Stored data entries
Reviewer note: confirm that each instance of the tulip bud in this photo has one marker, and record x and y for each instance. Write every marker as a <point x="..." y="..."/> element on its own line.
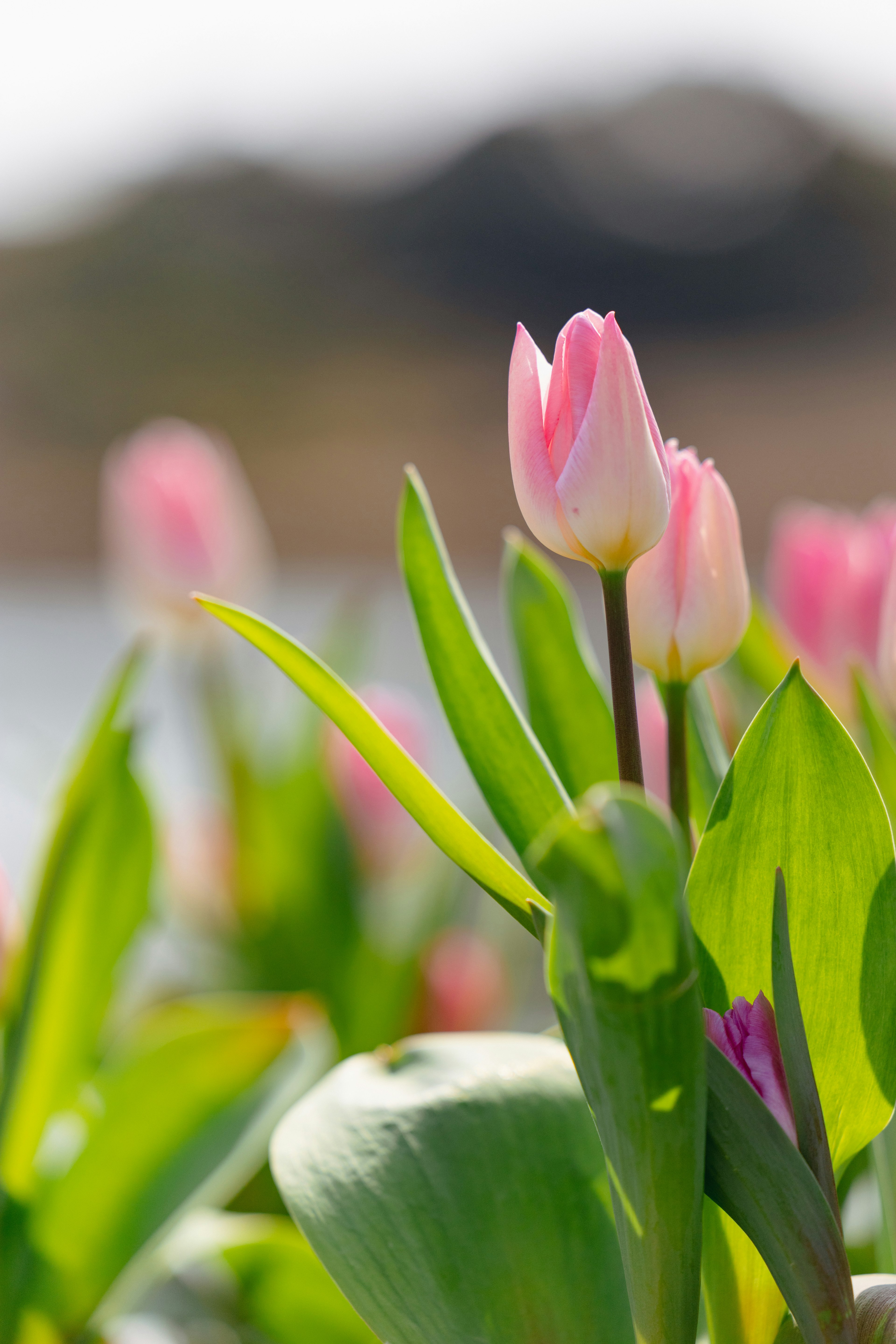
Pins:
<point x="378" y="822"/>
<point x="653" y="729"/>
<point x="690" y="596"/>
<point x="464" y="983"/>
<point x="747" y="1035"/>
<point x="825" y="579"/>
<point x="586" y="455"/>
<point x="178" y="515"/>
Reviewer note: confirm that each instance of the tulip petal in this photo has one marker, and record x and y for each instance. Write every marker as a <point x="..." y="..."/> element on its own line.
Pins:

---

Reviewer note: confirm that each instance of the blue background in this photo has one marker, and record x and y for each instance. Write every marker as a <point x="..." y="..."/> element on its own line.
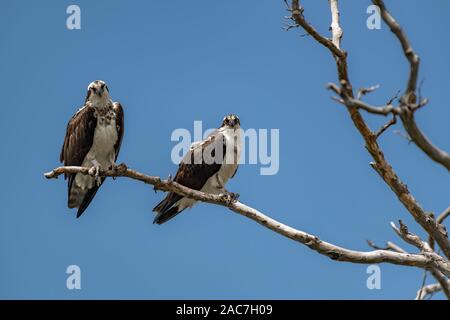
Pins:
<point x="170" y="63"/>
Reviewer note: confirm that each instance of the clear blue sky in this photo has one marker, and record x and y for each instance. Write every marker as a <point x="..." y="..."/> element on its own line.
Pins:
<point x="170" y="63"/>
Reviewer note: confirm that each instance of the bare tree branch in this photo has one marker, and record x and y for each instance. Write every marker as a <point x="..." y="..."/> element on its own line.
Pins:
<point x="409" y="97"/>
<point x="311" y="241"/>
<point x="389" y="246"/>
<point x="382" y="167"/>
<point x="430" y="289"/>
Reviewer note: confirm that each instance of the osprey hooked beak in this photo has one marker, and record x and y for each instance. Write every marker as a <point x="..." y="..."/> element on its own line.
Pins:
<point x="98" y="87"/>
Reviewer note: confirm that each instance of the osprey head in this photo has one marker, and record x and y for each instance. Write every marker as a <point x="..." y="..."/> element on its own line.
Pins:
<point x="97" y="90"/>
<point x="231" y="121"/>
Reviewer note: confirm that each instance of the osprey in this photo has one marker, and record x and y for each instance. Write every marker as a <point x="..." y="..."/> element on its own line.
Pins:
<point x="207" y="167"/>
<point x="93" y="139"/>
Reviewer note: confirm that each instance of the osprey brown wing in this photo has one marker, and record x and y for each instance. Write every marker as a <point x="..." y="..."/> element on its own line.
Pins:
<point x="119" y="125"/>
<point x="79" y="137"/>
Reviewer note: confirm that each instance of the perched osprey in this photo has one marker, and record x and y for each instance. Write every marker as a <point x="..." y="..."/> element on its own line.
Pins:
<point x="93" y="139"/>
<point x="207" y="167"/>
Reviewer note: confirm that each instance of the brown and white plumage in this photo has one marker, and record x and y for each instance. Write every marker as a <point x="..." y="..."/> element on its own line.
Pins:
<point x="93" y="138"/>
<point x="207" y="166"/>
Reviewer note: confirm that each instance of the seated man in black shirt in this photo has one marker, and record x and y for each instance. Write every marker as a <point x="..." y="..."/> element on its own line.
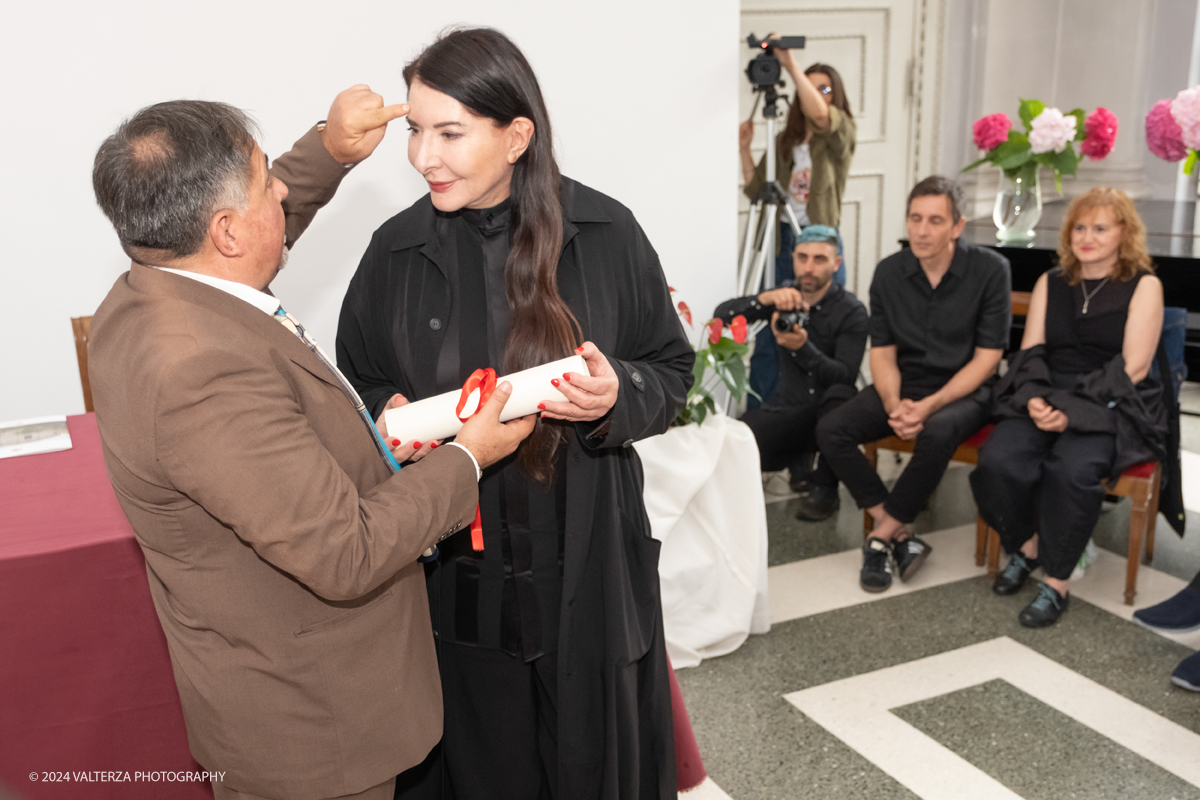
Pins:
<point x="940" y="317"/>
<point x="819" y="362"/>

**PROBLEM STATEMENT:** Search the entries for the word "tulip". Copy every line where it occurs.

**REPLY:**
Reviewer note: confirm that each instance of the tulip bud in this photo has one marker, and record x and y for each instance. Write every marker as a <point x="..." y="..."/> element on its own line.
Reviewer note: confirm that each instance of the tulip petal in this photo has one marker, and record x and y for each instance. Write every marker as a <point x="..." y="..."/> element on its own line.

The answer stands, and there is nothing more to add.